* [YOUR INSTRUCTIONS]:
Rewrite the records below with every "tracksuit" replaced by "sweatsuit" and nothing else changed. Leave the pictures out of your answer.

(Excerpts of location labeling data)
»»
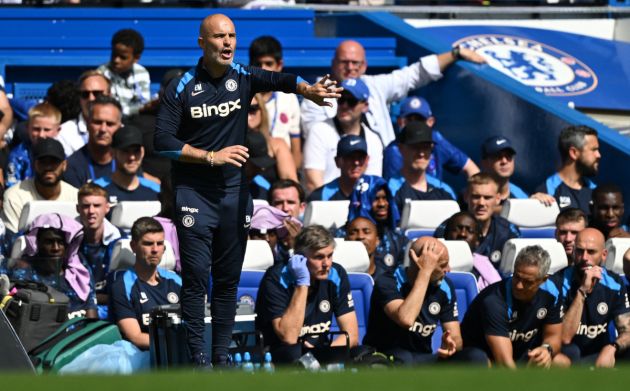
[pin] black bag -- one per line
(36, 311)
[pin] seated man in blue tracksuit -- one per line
(296, 300)
(407, 305)
(135, 292)
(413, 182)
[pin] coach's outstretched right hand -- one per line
(235, 155)
(297, 266)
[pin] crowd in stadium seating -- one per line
(302, 155)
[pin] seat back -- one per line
(466, 290)
(34, 208)
(326, 213)
(530, 213)
(258, 255)
(125, 213)
(352, 255)
(426, 214)
(123, 257)
(513, 246)
(616, 247)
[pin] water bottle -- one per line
(248, 366)
(238, 360)
(309, 362)
(267, 365)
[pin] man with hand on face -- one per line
(407, 305)
(517, 319)
(296, 300)
(592, 297)
(568, 224)
(202, 126)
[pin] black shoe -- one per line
(201, 361)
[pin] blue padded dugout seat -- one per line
(466, 290)
(361, 285)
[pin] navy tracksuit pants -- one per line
(212, 227)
««
* [EXERCISE SOLUTION]:
[pin] black bag -- one per line
(36, 311)
[pin] seated man in blue sweatsuit -- one per line
(296, 300)
(407, 305)
(135, 292)
(413, 182)
[pin] coach's outstretched right hand -- one per line
(235, 155)
(297, 266)
[pin] crowd in stadium seating -- one per line
(302, 155)
[pin] seat back -- one per line
(466, 290)
(34, 208)
(326, 213)
(530, 213)
(258, 255)
(125, 213)
(352, 255)
(426, 214)
(123, 257)
(513, 246)
(616, 247)
[pin] water bottle -- one per line
(248, 366)
(238, 360)
(309, 362)
(267, 365)
[pin] man with hand on face -- one per line
(407, 305)
(517, 319)
(296, 300)
(592, 297)
(568, 224)
(202, 126)
[pin] black shoe -- one per line
(201, 361)
[pin] blue padded dugout seat -- one per line
(466, 290)
(361, 285)
[pin] navy sweatsuit pants -- one per line
(212, 227)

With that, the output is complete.